INSTRUCTIONS FOR THE TASK:
Using the Sheila Carey biography, answer each question on its own line:
1. Which club is listed for Carey?
2. What time did the UK 4 × 800 m relay quartet set in Edinburgh in June 1970?
3. In which city were the 1972 Olympics held?

DOCUMENT TEXT:
----

Personal information
- Born: 12 August 1946 (age 79) Coventry, Warwickshire, England
- Height: 165 cm (5 ft 5 in)
- Weight: 54 kg (119 lb)
- Spouse: Peter Carey ​(m. 1968)​

Sport
- Sport: Athletics
- Event(s): 800 m, 1500 m
- Club: Coventry Godiva Harriers

Achievements and titles
- Personal best(s): 800 m – 2:02.9 (1971) 1500 m – 4:04.81 (1972)

= Sheila Carey =

British middle-distance runner

Sheila Janet Carey MBE, (née Taylor; born 12 August 1946) is a British retired middle-distance runner who represented the United Kingdom at the 1968 and 1972 Summer Olympics. In 1968, she placed fourth in the 800 metres, while in 1972, she finishing fifth in the 1500 metres, setting a new British record. She represented England at the Commonwealth Games in 1970 and 1974. She was also part of the British 4×800 metres relay team that twice broke the world record in 1970.

== Biography ==
At the 1968 Olympics in Mexico City, Carey (competing under her maiden name of Taylor) placed fourth in the 800 metres. Taylor married Peter Carey in Coventry during late 1968 and competed under her married name thereafter.

In June 1970, in Edinburgh, the UK 4 × 800 m relay quartet of Rosemary Stirling, Carey, Pat Lowe and Lillian Board, broke the world record with 8:27.0. Carey became the British 800 metres champion after winning the British WAAA Championships title at the 1970 WAAA Championships.

Then in September 1970 at the Crystal Palace, London, the quartet of Stirling, Georgena Craig, Lowe and Carey, improved the record to 8:25.0. In between these performances, Carey competed at the Commonwealth Games in July, held in Edinburgh. She finished eighth in the 800 m final, after a fall.

Carey competed at the 1972 Olympics in Munich, where she came in fifth in the 1500 m, setting a new British record at 4:04.8. This time remained Carey's best and as of 2013, ranked 19th on the UK all-time list. The race was won by Lyudmila Bragina and saw more than five runners beating the pre-Games world record.

----

INFORMATION SUPPLIED:
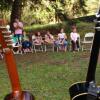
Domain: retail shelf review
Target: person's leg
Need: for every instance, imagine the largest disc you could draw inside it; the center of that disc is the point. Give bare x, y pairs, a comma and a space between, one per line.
77, 44
73, 45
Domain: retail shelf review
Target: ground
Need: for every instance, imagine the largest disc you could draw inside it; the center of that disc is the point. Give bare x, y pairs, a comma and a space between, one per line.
49, 75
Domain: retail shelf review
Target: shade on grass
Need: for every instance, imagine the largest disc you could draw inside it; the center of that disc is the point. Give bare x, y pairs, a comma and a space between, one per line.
48, 75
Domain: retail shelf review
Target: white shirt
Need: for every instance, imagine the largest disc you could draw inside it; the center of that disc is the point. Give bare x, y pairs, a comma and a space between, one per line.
74, 36
61, 35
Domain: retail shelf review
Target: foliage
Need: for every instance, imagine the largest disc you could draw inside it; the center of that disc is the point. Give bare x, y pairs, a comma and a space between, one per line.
48, 75
46, 11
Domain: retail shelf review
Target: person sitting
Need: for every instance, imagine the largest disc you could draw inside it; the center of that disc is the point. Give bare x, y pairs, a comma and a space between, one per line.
38, 39
26, 45
49, 38
62, 40
74, 39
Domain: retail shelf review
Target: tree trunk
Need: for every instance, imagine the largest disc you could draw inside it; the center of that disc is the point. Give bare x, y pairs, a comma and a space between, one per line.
16, 12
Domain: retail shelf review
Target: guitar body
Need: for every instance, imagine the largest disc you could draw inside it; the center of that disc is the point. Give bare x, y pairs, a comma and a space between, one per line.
25, 96
79, 91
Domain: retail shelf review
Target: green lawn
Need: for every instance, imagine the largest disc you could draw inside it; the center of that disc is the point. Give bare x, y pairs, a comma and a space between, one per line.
48, 76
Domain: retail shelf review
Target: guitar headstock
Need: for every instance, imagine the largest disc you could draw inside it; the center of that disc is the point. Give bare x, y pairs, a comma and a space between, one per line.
5, 38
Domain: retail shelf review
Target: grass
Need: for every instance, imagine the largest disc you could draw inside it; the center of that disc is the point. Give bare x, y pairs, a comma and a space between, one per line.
47, 76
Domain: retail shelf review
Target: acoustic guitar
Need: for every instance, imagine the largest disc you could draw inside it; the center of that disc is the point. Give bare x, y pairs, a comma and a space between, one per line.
17, 93
88, 90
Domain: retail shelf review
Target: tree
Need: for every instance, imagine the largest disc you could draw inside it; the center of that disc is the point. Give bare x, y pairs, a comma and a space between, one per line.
16, 12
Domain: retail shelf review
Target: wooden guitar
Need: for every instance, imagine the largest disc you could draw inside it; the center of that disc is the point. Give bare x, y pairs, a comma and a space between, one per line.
88, 90
17, 93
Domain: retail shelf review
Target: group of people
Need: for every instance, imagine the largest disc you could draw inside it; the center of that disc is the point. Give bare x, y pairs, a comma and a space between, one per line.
61, 40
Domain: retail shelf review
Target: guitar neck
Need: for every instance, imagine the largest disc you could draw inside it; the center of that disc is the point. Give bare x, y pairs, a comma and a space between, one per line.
94, 54
11, 66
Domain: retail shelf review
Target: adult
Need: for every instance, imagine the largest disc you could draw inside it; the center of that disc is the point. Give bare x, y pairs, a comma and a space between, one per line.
62, 40
74, 39
49, 38
18, 30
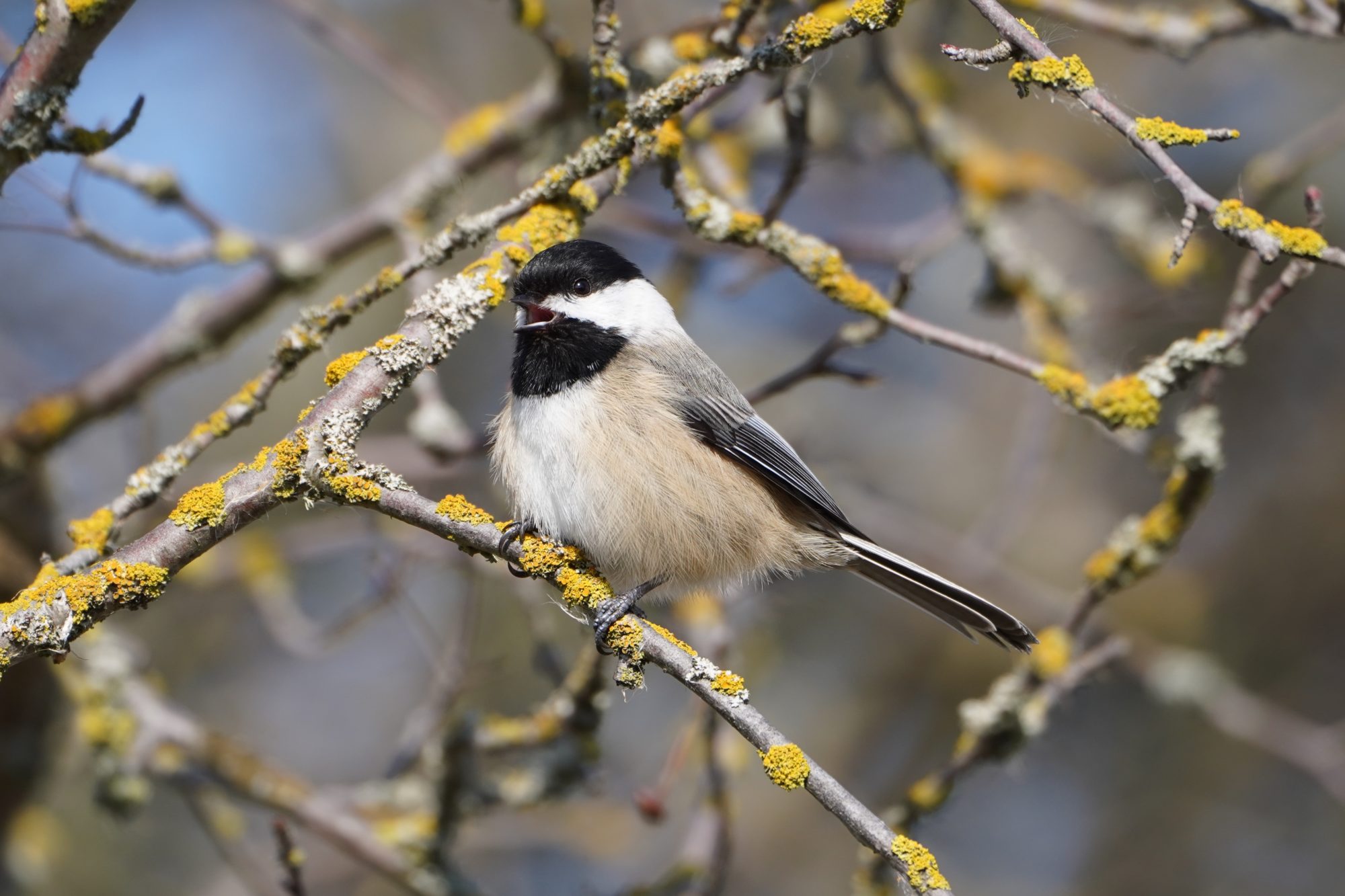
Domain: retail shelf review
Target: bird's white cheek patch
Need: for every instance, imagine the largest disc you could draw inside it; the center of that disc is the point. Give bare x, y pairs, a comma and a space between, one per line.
634, 309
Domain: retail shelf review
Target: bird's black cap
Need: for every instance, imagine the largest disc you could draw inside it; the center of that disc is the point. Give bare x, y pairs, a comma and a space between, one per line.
553, 271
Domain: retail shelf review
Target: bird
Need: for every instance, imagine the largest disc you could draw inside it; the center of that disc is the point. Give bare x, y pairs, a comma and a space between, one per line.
619, 435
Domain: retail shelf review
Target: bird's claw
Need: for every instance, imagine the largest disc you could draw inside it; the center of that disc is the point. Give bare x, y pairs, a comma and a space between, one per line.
512, 533
614, 608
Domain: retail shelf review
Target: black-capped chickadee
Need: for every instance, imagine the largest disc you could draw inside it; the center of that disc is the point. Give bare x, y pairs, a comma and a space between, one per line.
621, 436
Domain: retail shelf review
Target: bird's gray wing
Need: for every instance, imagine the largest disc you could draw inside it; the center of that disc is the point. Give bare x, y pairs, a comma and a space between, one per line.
719, 413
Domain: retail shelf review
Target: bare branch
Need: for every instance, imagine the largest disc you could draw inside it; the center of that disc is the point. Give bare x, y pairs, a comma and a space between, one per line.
40, 81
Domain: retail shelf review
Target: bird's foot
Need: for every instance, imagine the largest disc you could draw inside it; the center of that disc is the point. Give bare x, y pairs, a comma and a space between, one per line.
614, 608
512, 533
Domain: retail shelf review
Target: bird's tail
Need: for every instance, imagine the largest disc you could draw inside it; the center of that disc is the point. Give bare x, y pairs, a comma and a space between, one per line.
935, 595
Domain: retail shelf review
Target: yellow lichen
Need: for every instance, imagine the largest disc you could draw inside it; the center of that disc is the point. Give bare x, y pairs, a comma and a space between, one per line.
85, 11
876, 14
1299, 241
1051, 655
808, 33
235, 247
1104, 565
32, 612
290, 464
201, 506
1126, 401
356, 489
492, 268
691, 46
839, 283
627, 638
580, 588
728, 682
461, 509
922, 866
532, 14
544, 225
475, 128
1171, 134
786, 766
46, 419
342, 365
92, 532
1234, 216
543, 557
1069, 73
668, 139
685, 647
1065, 384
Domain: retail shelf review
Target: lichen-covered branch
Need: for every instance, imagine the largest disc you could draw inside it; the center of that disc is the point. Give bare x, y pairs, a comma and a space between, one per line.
640, 642
1043, 69
1180, 32
38, 84
202, 323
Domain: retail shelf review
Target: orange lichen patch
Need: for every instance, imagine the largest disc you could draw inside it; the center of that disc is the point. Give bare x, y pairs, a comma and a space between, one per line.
1052, 653
201, 506
1171, 134
532, 14
543, 557
677, 642
475, 128
728, 682
668, 139
46, 419
839, 283
92, 532
1069, 73
85, 11
1233, 216
922, 866
879, 14
1299, 241
1069, 385
786, 766
544, 225
32, 618
1126, 401
627, 638
290, 464
691, 46
356, 489
808, 33
461, 509
1104, 565
342, 365
233, 247
582, 587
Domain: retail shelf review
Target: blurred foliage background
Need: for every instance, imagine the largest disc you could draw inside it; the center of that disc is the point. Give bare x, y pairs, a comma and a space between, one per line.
953, 462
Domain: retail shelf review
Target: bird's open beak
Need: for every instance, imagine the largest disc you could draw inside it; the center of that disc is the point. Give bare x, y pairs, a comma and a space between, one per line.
535, 317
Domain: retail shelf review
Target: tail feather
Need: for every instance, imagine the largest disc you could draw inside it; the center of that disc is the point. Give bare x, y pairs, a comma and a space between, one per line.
942, 599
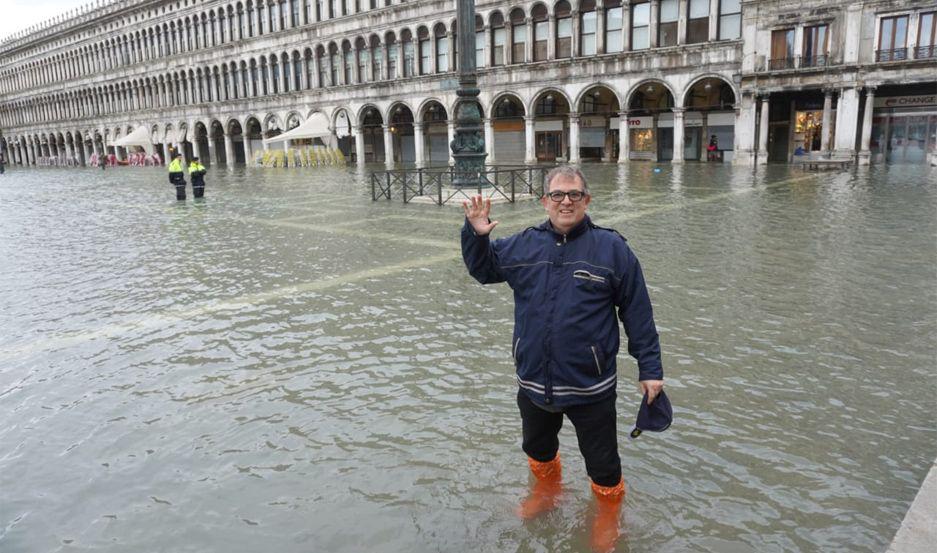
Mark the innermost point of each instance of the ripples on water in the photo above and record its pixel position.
(288, 366)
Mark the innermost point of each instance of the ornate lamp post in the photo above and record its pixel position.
(468, 146)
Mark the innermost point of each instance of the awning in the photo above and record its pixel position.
(317, 126)
(139, 137)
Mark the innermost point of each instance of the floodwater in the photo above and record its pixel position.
(288, 366)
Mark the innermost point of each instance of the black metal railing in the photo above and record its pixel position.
(924, 52)
(897, 54)
(814, 61)
(436, 183)
(781, 63)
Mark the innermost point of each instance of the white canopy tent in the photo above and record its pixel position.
(139, 137)
(317, 126)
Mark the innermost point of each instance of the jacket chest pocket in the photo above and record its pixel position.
(590, 283)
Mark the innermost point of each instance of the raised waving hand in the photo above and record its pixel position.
(477, 213)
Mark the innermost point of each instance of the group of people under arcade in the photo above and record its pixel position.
(177, 177)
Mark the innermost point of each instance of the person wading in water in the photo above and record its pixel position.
(569, 277)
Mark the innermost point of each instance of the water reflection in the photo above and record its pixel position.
(273, 365)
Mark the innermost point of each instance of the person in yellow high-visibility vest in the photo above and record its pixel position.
(197, 172)
(177, 177)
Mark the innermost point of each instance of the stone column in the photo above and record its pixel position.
(574, 137)
(551, 39)
(654, 23)
(678, 135)
(847, 117)
(356, 69)
(763, 135)
(450, 136)
(418, 145)
(385, 61)
(228, 151)
(624, 137)
(599, 27)
(388, 147)
(625, 27)
(450, 38)
(865, 152)
(248, 152)
(401, 59)
(490, 141)
(825, 132)
(683, 14)
(359, 144)
(714, 20)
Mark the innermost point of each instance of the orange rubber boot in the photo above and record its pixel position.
(605, 530)
(546, 490)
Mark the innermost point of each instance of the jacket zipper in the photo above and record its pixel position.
(595, 356)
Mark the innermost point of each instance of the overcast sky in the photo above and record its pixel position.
(16, 15)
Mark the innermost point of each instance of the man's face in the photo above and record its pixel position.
(566, 214)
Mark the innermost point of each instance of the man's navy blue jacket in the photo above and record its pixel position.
(566, 289)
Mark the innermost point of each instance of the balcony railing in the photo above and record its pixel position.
(924, 52)
(897, 54)
(815, 61)
(781, 63)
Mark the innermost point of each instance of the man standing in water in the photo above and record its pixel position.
(177, 177)
(569, 276)
(197, 173)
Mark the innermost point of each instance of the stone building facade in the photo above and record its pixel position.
(571, 80)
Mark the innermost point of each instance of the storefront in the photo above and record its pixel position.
(904, 128)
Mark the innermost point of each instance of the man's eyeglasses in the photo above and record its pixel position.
(574, 195)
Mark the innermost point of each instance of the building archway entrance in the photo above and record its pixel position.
(598, 124)
(709, 121)
(551, 139)
(650, 122)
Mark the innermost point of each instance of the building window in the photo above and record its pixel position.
(425, 53)
(697, 26)
(334, 63)
(730, 19)
(391, 60)
(479, 42)
(364, 60)
(323, 69)
(496, 23)
(667, 29)
(640, 23)
(377, 61)
(613, 24)
(815, 44)
(442, 53)
(564, 30)
(349, 66)
(892, 39)
(927, 36)
(782, 49)
(408, 58)
(587, 28)
(519, 37)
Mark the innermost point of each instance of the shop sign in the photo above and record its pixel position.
(592, 121)
(645, 122)
(906, 101)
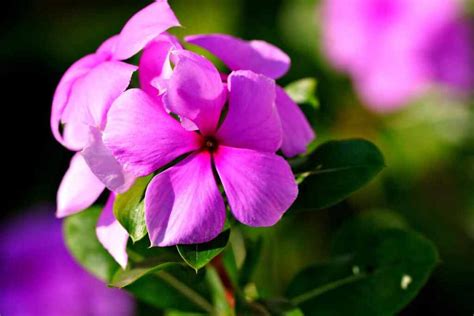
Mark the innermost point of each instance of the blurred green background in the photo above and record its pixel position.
(429, 145)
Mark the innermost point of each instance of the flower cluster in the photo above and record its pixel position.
(201, 133)
(395, 50)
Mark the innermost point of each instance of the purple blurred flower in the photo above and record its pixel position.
(396, 49)
(39, 277)
(183, 204)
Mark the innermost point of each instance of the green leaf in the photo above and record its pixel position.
(198, 255)
(303, 91)
(130, 211)
(81, 240)
(384, 271)
(335, 170)
(218, 292)
(253, 250)
(167, 286)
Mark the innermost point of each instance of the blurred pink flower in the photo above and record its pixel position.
(39, 277)
(387, 46)
(183, 204)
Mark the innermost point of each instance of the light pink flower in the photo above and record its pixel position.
(183, 203)
(387, 46)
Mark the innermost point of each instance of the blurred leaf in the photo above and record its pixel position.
(198, 255)
(384, 271)
(81, 240)
(252, 256)
(281, 307)
(167, 286)
(335, 170)
(303, 91)
(218, 292)
(130, 211)
(178, 313)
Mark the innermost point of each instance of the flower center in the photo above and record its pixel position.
(210, 144)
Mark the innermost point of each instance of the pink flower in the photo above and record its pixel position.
(183, 203)
(386, 46)
(81, 102)
(264, 58)
(39, 276)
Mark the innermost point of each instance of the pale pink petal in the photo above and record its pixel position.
(259, 186)
(155, 63)
(183, 204)
(252, 120)
(65, 86)
(94, 93)
(143, 27)
(79, 188)
(104, 165)
(111, 234)
(258, 56)
(297, 132)
(76, 135)
(142, 136)
(195, 90)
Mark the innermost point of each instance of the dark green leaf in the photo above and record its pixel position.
(198, 255)
(218, 292)
(253, 249)
(167, 286)
(335, 170)
(384, 271)
(129, 209)
(81, 240)
(280, 307)
(303, 91)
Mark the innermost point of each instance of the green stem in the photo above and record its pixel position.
(326, 288)
(186, 291)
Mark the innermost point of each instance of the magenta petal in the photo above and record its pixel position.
(65, 86)
(183, 204)
(104, 165)
(154, 62)
(258, 56)
(297, 132)
(252, 121)
(111, 234)
(94, 93)
(259, 186)
(79, 188)
(143, 27)
(142, 136)
(195, 90)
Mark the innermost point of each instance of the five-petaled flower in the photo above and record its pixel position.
(183, 204)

----

SOLUTION TO THE EXERCISE:
1. Coventry Godiva Harriers
2. 8:27.0
3. Munich